→ The task: The records shown below are to be repeated exactly and completely.

::: Study material :::

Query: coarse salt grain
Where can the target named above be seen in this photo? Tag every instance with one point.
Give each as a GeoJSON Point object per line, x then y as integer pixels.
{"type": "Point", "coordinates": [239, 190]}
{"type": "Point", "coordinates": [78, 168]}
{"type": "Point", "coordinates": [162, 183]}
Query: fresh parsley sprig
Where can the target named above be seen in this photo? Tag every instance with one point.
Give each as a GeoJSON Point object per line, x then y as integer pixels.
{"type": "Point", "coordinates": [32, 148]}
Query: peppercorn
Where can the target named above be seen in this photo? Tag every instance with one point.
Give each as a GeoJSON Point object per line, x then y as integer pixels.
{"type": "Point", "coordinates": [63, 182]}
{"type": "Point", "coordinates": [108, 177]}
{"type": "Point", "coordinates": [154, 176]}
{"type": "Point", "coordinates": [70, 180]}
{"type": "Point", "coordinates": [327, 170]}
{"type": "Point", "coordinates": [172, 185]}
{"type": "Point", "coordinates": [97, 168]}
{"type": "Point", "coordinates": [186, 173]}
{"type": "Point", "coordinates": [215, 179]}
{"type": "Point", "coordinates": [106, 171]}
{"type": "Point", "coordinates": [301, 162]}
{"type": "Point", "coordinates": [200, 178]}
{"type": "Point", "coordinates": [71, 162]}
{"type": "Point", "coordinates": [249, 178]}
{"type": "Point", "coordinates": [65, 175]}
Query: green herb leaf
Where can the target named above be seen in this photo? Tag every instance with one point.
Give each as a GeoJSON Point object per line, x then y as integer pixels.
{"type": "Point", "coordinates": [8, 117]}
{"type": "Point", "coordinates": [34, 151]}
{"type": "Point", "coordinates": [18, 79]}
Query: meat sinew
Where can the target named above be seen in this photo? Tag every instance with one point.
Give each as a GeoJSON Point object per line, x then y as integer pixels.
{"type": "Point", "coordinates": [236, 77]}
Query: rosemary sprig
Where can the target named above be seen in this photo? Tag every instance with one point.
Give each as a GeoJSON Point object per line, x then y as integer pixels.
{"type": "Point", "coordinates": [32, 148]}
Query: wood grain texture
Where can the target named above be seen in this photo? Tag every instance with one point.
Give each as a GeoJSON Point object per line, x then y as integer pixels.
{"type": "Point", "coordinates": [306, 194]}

:::

→ Result of this exercise:
Query: coarse salt grain
Where can the target named above be seen in this photo? Tag every instance with one point.
Give each as a GeoJSON Point object per line, x then y as integer pixels.
{"type": "Point", "coordinates": [239, 190]}
{"type": "Point", "coordinates": [78, 168]}
{"type": "Point", "coordinates": [162, 183]}
Query: fresh parsley sprig
Where can the target named above be seen in this photo? Tag every instance with one point.
Give each as a GeoJSON Point object per line, x then y as integer pixels.
{"type": "Point", "coordinates": [32, 148]}
Query: peppercorn
Where can the target named above be seen in this photo? Tag every instance with one point.
Give each as a GeoJSON Point object per line, x then y as integer pixels.
{"type": "Point", "coordinates": [63, 182]}
{"type": "Point", "coordinates": [108, 177]}
{"type": "Point", "coordinates": [154, 176]}
{"type": "Point", "coordinates": [70, 180]}
{"type": "Point", "coordinates": [327, 170]}
{"type": "Point", "coordinates": [172, 185]}
{"type": "Point", "coordinates": [97, 168]}
{"type": "Point", "coordinates": [186, 173]}
{"type": "Point", "coordinates": [215, 179]}
{"type": "Point", "coordinates": [106, 171]}
{"type": "Point", "coordinates": [301, 162]}
{"type": "Point", "coordinates": [200, 178]}
{"type": "Point", "coordinates": [71, 162]}
{"type": "Point", "coordinates": [249, 178]}
{"type": "Point", "coordinates": [65, 175]}
Query: green herb leaf
Where can the target named above be seen in this photo? Tag every instance with one point.
Give each as a GeoJSON Point object per line, x then y as integer pixels.
{"type": "Point", "coordinates": [8, 117]}
{"type": "Point", "coordinates": [34, 151]}
{"type": "Point", "coordinates": [18, 79]}
Query: meat sinew
Where can the target named above be seen in this photo? Tag every instance with one point.
Give each as a GeoJSON Point object per line, x then y as integer pixels.
{"type": "Point", "coordinates": [236, 77]}
Query: rosemary sprig
Where can the target named above be seen in this photo? Tag every instance with one point.
Give each as a GeoJSON Point object per line, x then y as integer pixels.
{"type": "Point", "coordinates": [32, 148]}
Query: wood grain texture
Where can the target named above be seen in this photo? Tag every instance with one point.
Give each as a GeoJSON Point object per line, x then y as integer pixels.
{"type": "Point", "coordinates": [306, 194]}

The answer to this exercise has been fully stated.